*Exercise directions*. The records follow. Transcribe only the lines from the line containing "Target: sink basin" through the end, both ends included, and leave out the pictures.

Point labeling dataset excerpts
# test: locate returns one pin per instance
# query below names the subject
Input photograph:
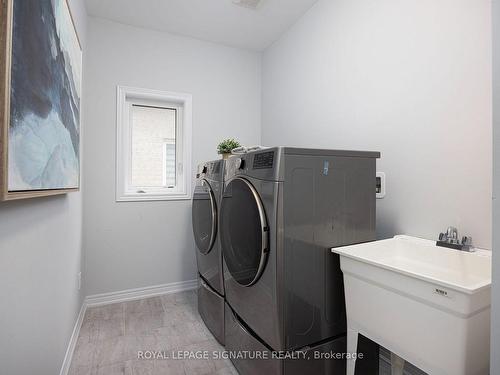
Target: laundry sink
(427, 304)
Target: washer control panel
(264, 160)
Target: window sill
(153, 197)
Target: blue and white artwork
(44, 128)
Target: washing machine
(205, 214)
(282, 210)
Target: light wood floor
(112, 336)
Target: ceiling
(218, 21)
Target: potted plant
(226, 146)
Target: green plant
(227, 145)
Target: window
(153, 145)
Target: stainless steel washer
(282, 210)
(206, 202)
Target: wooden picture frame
(6, 52)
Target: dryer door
(244, 231)
(204, 217)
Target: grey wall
(495, 313)
(40, 257)
(137, 244)
(409, 78)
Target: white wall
(131, 245)
(495, 308)
(40, 257)
(409, 78)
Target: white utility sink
(427, 304)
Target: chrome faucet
(451, 240)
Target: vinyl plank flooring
(112, 336)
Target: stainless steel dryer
(206, 202)
(282, 210)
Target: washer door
(244, 232)
(204, 217)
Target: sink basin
(427, 304)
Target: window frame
(182, 103)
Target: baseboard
(72, 341)
(138, 293)
(115, 297)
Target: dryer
(282, 210)
(205, 208)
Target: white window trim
(183, 131)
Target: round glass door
(244, 232)
(204, 217)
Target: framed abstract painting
(40, 90)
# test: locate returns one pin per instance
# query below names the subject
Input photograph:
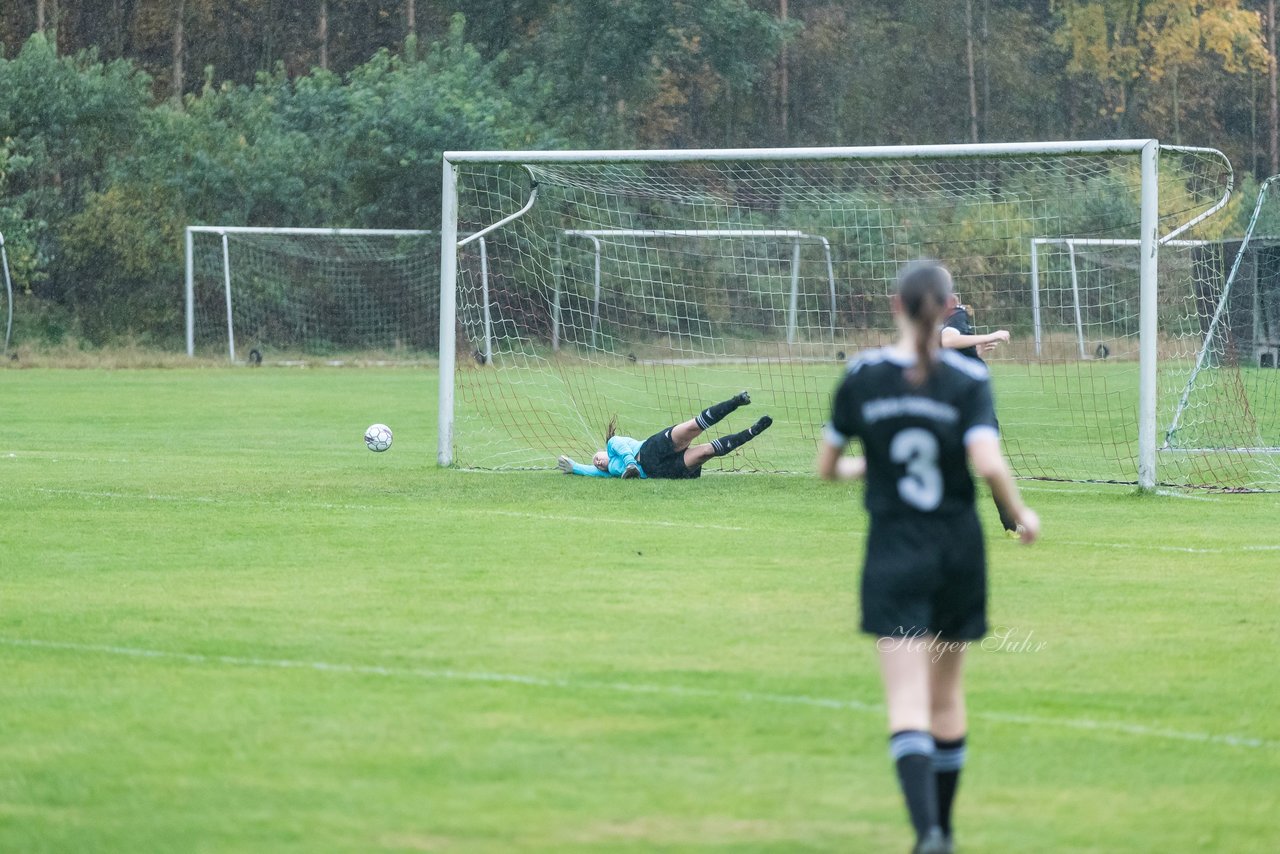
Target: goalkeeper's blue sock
(713, 414)
(728, 443)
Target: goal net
(289, 293)
(1228, 406)
(712, 272)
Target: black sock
(713, 414)
(947, 762)
(913, 753)
(727, 443)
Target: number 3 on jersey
(918, 450)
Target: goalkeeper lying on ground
(670, 453)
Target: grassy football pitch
(227, 626)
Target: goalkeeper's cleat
(933, 843)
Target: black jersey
(960, 322)
(913, 435)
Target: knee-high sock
(727, 443)
(913, 754)
(713, 414)
(949, 758)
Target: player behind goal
(923, 415)
(959, 336)
(671, 452)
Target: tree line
(123, 120)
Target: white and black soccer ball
(378, 437)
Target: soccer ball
(378, 437)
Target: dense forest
(123, 120)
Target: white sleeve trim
(978, 432)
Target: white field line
(650, 523)
(1179, 549)
(598, 520)
(1120, 727)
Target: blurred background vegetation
(124, 120)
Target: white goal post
(556, 351)
(8, 293)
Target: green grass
(225, 626)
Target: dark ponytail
(923, 290)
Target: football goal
(644, 284)
(1230, 400)
(286, 293)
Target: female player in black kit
(923, 415)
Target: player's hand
(1028, 526)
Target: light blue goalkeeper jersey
(622, 452)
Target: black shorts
(659, 459)
(926, 575)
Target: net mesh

*The completed task*.
Target: sink basin
(427, 304)
Target: window frame
(182, 103)
Target: baseboard
(72, 341)
(138, 293)
(115, 297)
Target: dryer
(282, 210)
(205, 208)
Target: white window trim
(183, 131)
Target: round glass door
(244, 232)
(204, 217)
Target: framed abstract painting
(40, 90)
# test: locate returns one pin per instance
# query below names the subject
Input photograph:
Target: goalkeeper's blue sock
(713, 414)
(728, 443)
Target: goal net
(289, 293)
(1228, 406)
(712, 272)
Target: black sock
(713, 414)
(947, 762)
(913, 753)
(727, 443)
Target: number 3 on jersey
(918, 450)
Target: goalkeeper lying on ground
(670, 453)
Target: grassy football pitch
(227, 626)
Target: goalkeeper's cleat
(933, 843)
Target: black jersey
(960, 322)
(913, 435)
Target: knee-high sock
(727, 443)
(913, 754)
(713, 414)
(949, 758)
Target: player behind goal
(923, 415)
(959, 336)
(671, 452)
Target: tree line
(123, 120)
Target: white and black soccer ball
(378, 437)
Target: soccer ball
(378, 437)
Target: dense forest
(123, 120)
Target: white sleeve trim
(978, 432)
Target: white field line
(650, 523)
(1179, 549)
(598, 520)
(1120, 727)
Target: blurred background vegetation
(124, 120)
Target: white goal post
(556, 351)
(8, 293)
Target: green grass
(225, 626)
Target: dark ponytail
(923, 290)
Target: football goal
(644, 284)
(1230, 400)
(286, 293)
Target: female player in black kit
(923, 415)
Target: player's hand
(1028, 526)
Target: light blue goalkeeper jersey
(622, 452)
Target: black shorts
(659, 459)
(926, 575)
Target: net mesh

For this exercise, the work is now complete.